DIRECTION:
How many lines of the records below contain the string "loaf"? Give only the number.

Image object location records:
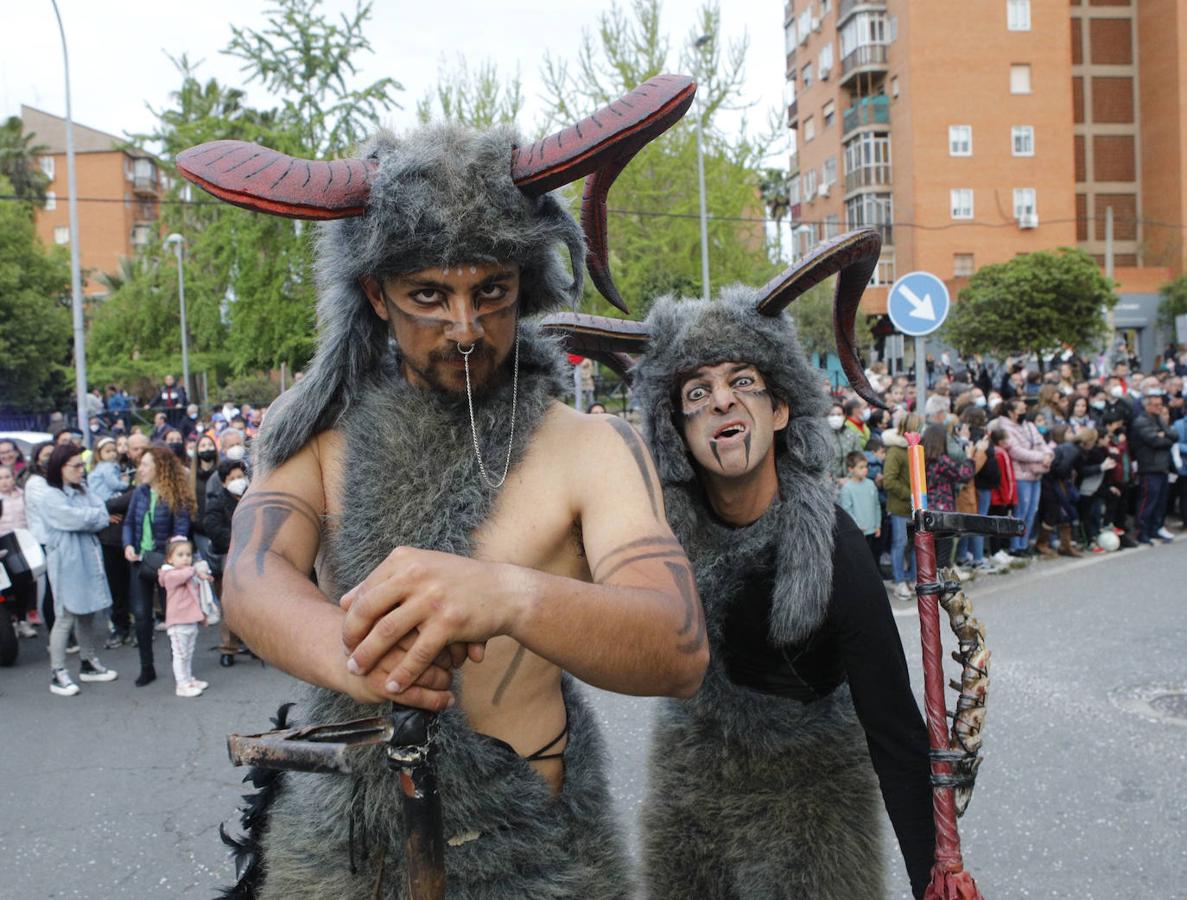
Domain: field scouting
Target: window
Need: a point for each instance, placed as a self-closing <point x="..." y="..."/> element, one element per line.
<point x="1020" y="78"/>
<point x="825" y="59"/>
<point x="830" y="171"/>
<point x="862" y="30"/>
<point x="1023" y="139"/>
<point x="959" y="140"/>
<point x="962" y="202"/>
<point x="1023" y="202"/>
<point x="810" y="183"/>
<point x="1017" y="14"/>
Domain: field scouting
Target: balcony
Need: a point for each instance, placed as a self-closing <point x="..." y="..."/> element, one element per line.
<point x="870" y="176"/>
<point x="867" y="111"/>
<point x="850" y="6"/>
<point x="864" y="58"/>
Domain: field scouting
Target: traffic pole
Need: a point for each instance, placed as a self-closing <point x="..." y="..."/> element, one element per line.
<point x="920" y="374"/>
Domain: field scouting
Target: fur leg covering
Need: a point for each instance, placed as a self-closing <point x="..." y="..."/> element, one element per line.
<point x="508" y="835"/>
<point x="725" y="819"/>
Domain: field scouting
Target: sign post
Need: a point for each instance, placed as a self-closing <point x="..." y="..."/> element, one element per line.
<point x="918" y="304"/>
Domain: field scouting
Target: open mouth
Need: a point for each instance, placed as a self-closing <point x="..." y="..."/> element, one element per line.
<point x="730" y="430"/>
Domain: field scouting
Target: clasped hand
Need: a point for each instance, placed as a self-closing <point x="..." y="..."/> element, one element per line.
<point x="416" y="618"/>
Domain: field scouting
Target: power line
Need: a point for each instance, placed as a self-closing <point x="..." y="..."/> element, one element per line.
<point x="751" y="220"/>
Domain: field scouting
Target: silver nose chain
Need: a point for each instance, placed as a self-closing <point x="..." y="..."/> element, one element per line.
<point x="474" y="428"/>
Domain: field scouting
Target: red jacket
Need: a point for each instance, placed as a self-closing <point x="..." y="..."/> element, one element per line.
<point x="1007" y="490"/>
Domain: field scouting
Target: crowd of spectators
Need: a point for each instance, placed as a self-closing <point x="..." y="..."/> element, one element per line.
<point x="1091" y="457"/>
<point x="112" y="524"/>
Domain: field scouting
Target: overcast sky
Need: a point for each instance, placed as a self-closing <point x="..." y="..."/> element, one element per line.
<point x="119" y="63"/>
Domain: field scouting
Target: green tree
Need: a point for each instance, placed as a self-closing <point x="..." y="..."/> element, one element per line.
<point x="309" y="62"/>
<point x="249" y="287"/>
<point x="35" y="321"/>
<point x="19" y="165"/>
<point x="1173" y="303"/>
<point x="1032" y="304"/>
<point x="478" y="99"/>
<point x="654" y="204"/>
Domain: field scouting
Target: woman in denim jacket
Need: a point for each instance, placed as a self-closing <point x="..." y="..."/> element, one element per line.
<point x="159" y="509"/>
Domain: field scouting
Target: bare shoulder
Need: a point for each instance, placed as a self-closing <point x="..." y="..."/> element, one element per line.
<point x="605" y="456"/>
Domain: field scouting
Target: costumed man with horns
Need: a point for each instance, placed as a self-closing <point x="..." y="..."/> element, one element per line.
<point x="761" y="786"/>
<point x="454" y="508"/>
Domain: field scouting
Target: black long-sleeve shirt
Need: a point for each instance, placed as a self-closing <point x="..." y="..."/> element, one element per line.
<point x="858" y="642"/>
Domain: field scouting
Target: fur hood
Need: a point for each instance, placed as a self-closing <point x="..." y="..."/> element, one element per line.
<point x="690" y="334"/>
<point x="442" y="196"/>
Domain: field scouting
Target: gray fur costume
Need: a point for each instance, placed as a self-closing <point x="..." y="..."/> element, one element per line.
<point x="515" y="840"/>
<point x="440" y="197"/>
<point x="754" y="796"/>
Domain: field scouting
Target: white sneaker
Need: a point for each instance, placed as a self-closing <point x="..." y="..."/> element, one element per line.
<point x="62" y="684"/>
<point x="91" y="670"/>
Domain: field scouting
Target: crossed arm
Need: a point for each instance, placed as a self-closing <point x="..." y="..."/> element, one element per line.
<point x="636" y="629"/>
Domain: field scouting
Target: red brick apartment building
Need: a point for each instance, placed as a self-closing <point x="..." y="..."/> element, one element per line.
<point x="971" y="131"/>
<point x="119" y="191"/>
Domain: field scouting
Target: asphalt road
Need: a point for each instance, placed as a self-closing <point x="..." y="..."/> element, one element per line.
<point x="119" y="792"/>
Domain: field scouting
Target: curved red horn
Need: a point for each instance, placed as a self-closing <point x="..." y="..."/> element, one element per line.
<point x="614" y="342"/>
<point x="266" y="181"/>
<point x="601" y="146"/>
<point x="851" y="257"/>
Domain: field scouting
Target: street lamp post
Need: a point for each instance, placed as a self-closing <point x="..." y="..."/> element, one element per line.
<point x="80" y="330"/>
<point x="699" y="44"/>
<point x="178" y="241"/>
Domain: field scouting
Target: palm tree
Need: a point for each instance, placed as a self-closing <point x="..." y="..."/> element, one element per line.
<point x="18" y="162"/>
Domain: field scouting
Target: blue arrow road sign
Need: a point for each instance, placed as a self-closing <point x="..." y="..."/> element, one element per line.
<point x="918" y="303"/>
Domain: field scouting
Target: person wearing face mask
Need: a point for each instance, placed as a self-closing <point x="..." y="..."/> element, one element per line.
<point x="220" y="509"/>
<point x="232" y="444"/>
<point x="203" y="469"/>
<point x="844" y="442"/>
<point x="1032" y="457"/>
<point x="856" y="416"/>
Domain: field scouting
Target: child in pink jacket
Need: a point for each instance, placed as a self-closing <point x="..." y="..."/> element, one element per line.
<point x="183" y="612"/>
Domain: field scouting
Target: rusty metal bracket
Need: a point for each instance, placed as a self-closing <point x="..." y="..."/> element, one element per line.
<point x="325" y="749"/>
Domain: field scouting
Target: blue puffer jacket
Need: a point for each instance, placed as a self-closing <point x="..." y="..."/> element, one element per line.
<point x="165" y="524"/>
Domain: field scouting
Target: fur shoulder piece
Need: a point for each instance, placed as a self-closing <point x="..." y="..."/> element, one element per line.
<point x="800" y="528"/>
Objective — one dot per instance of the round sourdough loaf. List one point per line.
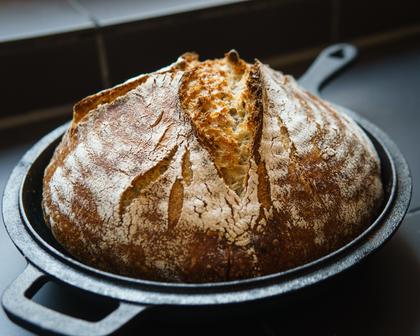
(209, 171)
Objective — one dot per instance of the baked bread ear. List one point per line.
(209, 171)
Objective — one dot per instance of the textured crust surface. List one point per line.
(209, 171)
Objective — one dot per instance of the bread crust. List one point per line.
(209, 171)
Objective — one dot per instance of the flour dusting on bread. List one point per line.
(209, 171)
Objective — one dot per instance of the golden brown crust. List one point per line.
(209, 171)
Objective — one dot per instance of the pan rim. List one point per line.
(218, 292)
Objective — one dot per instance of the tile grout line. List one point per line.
(100, 43)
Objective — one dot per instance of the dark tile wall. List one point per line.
(94, 46)
(361, 17)
(48, 73)
(263, 29)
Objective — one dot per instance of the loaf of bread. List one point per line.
(209, 171)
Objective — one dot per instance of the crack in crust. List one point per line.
(209, 171)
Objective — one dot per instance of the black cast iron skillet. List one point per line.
(48, 262)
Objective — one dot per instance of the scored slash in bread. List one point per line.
(209, 171)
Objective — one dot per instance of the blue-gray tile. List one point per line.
(20, 19)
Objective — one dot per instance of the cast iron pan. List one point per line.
(48, 262)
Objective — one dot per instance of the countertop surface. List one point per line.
(382, 297)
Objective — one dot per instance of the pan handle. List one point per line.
(21, 309)
(329, 62)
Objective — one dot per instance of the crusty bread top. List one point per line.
(209, 162)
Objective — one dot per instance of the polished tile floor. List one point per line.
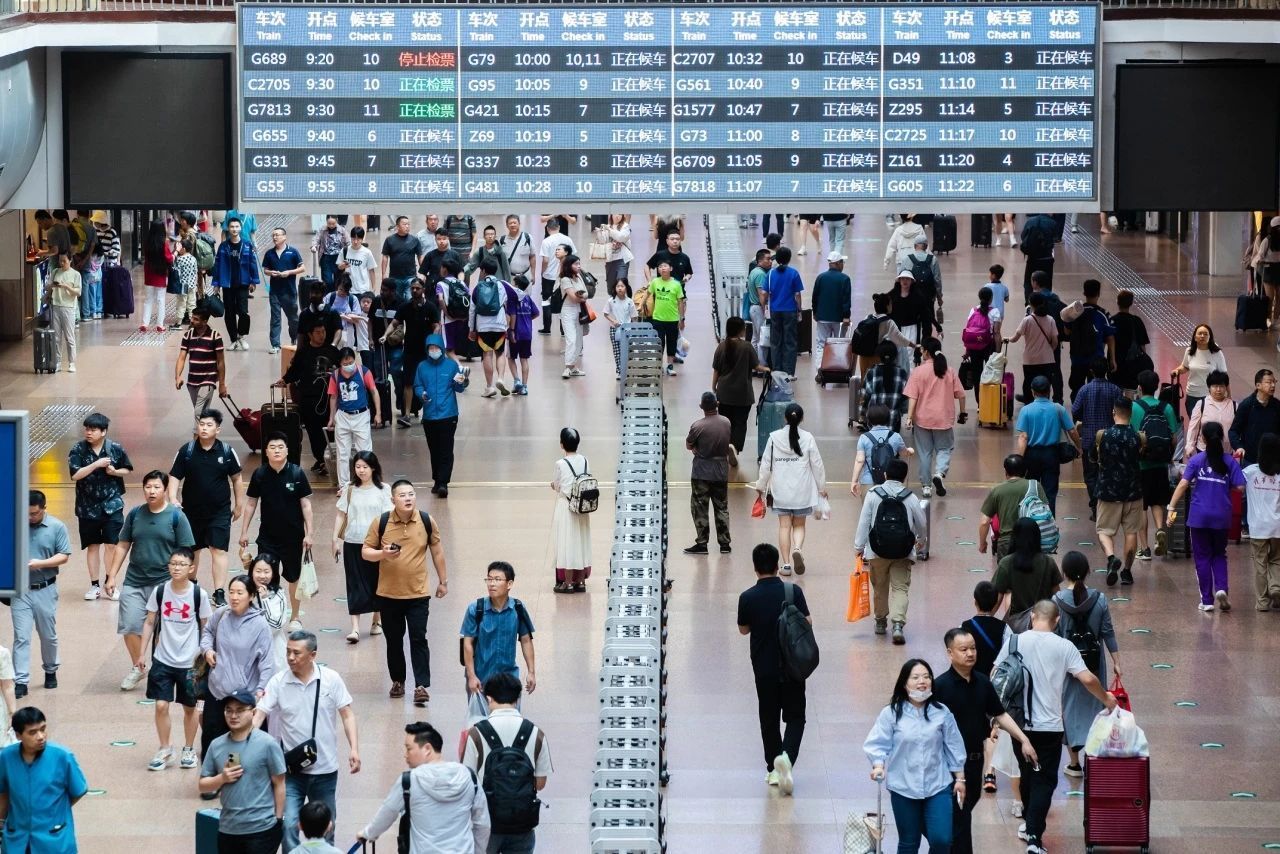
(1206, 798)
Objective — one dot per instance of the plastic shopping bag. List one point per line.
(1116, 734)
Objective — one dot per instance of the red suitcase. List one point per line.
(1118, 803)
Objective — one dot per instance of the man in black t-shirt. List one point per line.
(208, 473)
(758, 611)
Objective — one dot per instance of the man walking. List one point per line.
(890, 529)
(1048, 661)
(709, 438)
(246, 770)
(97, 467)
(151, 534)
(284, 493)
(205, 482)
(777, 695)
(400, 540)
(302, 704)
(48, 548)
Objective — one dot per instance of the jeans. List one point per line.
(302, 788)
(1038, 785)
(284, 297)
(782, 341)
(928, 817)
(398, 616)
(1208, 548)
(780, 698)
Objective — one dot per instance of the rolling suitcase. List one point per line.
(44, 345)
(1116, 803)
(944, 233)
(117, 292)
(979, 231)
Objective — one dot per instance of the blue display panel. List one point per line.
(690, 103)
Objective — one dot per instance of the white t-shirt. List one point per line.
(177, 624)
(1050, 660)
(359, 264)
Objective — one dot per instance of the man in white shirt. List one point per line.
(1048, 660)
(506, 727)
(304, 703)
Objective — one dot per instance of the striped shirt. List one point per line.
(202, 356)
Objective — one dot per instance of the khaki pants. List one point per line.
(891, 583)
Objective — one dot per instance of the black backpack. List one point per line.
(891, 531)
(796, 640)
(1160, 439)
(508, 781)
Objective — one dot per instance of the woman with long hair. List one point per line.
(792, 473)
(1025, 575)
(361, 503)
(1083, 613)
(915, 747)
(1202, 356)
(1215, 474)
(1262, 493)
(932, 392)
(156, 260)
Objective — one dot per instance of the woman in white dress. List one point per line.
(571, 533)
(364, 499)
(274, 604)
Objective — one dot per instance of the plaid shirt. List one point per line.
(1092, 407)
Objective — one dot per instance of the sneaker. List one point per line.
(161, 759)
(782, 767)
(132, 680)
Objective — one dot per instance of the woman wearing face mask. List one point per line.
(915, 745)
(437, 386)
(237, 647)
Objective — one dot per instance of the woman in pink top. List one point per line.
(932, 391)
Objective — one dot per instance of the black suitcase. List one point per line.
(944, 233)
(979, 231)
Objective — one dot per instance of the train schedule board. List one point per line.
(920, 104)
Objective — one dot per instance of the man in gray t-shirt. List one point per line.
(246, 768)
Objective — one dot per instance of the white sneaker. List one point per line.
(132, 680)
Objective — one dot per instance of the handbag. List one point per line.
(304, 756)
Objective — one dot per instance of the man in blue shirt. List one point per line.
(39, 785)
(283, 265)
(1040, 430)
(490, 630)
(784, 286)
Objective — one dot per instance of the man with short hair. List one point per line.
(711, 441)
(400, 542)
(284, 493)
(301, 703)
(152, 531)
(447, 808)
(891, 574)
(283, 265)
(208, 473)
(40, 781)
(246, 770)
(99, 466)
(506, 727)
(48, 548)
(1048, 661)
(777, 695)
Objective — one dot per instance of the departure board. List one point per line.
(699, 101)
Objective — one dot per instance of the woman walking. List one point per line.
(1215, 474)
(364, 499)
(792, 474)
(571, 531)
(932, 391)
(915, 747)
(1086, 620)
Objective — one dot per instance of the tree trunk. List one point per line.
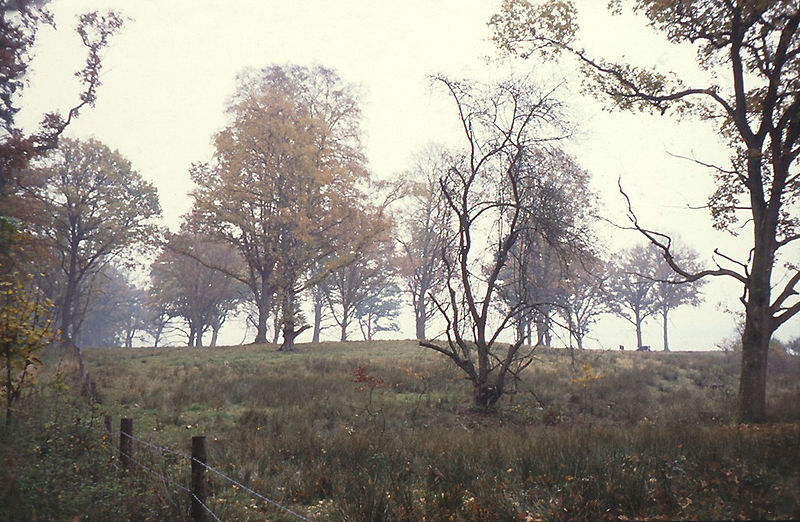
(261, 325)
(289, 332)
(485, 396)
(638, 324)
(317, 320)
(759, 323)
(214, 336)
(344, 328)
(419, 318)
(67, 309)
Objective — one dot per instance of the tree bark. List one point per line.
(214, 336)
(317, 321)
(261, 325)
(638, 324)
(419, 318)
(344, 325)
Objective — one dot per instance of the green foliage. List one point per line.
(57, 466)
(382, 430)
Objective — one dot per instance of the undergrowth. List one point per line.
(386, 432)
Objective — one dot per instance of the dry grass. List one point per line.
(385, 431)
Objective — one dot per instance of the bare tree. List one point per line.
(632, 295)
(671, 292)
(486, 191)
(584, 298)
(187, 286)
(426, 233)
(356, 290)
(749, 54)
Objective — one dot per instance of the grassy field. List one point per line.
(384, 431)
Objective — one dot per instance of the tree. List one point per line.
(361, 291)
(379, 310)
(97, 209)
(19, 24)
(426, 229)
(670, 293)
(284, 183)
(115, 310)
(584, 297)
(184, 284)
(632, 295)
(554, 241)
(487, 193)
(25, 329)
(756, 46)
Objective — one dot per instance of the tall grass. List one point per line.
(385, 431)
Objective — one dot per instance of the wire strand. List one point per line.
(259, 495)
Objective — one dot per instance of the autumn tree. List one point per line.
(584, 297)
(360, 290)
(98, 208)
(631, 293)
(425, 235)
(25, 329)
(488, 192)
(114, 310)
(283, 183)
(20, 21)
(749, 54)
(555, 240)
(186, 284)
(670, 292)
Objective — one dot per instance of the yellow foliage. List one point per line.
(25, 329)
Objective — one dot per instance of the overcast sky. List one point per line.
(169, 72)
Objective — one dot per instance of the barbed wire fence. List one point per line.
(165, 459)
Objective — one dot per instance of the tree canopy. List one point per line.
(749, 54)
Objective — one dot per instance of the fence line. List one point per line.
(262, 497)
(167, 450)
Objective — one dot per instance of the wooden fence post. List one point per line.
(199, 456)
(125, 441)
(107, 422)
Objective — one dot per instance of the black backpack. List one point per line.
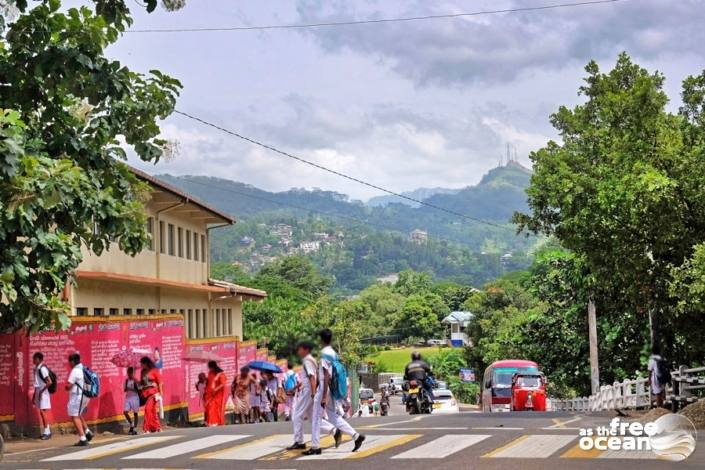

PROBLEM SOLUTION:
2